Data for review:
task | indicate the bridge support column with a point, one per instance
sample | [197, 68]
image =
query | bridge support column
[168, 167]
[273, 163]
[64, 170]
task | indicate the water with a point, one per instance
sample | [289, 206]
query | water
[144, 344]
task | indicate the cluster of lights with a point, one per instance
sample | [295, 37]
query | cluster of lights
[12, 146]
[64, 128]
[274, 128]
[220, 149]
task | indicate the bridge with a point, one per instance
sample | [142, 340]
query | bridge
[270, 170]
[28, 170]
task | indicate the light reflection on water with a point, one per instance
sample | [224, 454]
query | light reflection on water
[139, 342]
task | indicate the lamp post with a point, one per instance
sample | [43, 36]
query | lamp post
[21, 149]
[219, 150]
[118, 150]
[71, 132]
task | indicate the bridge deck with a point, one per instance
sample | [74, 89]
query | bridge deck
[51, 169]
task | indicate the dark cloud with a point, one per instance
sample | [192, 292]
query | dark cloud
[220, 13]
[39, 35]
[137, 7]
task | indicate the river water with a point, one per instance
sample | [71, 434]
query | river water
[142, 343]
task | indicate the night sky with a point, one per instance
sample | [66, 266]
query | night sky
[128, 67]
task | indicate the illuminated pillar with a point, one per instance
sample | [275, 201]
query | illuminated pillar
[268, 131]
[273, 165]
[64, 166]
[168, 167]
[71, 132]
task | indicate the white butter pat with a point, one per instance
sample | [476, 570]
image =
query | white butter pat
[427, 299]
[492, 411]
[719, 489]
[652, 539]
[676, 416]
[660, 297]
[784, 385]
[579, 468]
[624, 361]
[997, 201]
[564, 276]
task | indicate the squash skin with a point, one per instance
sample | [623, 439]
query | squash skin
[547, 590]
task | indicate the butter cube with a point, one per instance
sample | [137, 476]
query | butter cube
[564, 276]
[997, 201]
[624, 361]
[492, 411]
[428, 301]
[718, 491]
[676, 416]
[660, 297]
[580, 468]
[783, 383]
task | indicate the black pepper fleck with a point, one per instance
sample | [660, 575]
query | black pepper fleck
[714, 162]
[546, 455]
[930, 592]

Task: Above are the records; copy exactly the lines from the line with "query | bridge deck" through the line with "sample | [623, 439]", both included.

Answer:
query | bridge deck
[51, 169]
task | indicate the dark cloud with a point, one per instance
sample | [192, 292]
query | dark cloud
[220, 13]
[39, 35]
[137, 7]
task | indicate the river water with a point, one per instance
sample | [71, 434]
query | river water
[142, 343]
task | indicate the night sky with a point, one per instance
sample | [66, 266]
query | night sky
[128, 67]
task | indicate the illuminated pillar with a point, one per instance
sample | [275, 201]
query | illuminated pillar
[268, 131]
[273, 165]
[64, 166]
[168, 167]
[71, 132]
task | indicate the white butter pat with a point, one per instance
sample | [476, 570]
image =
query | white butter pat
[427, 299]
[492, 411]
[719, 489]
[652, 539]
[676, 416]
[660, 297]
[784, 385]
[579, 468]
[624, 361]
[997, 201]
[564, 276]
task | indicate the squash skin with a point, one per instance
sample | [623, 439]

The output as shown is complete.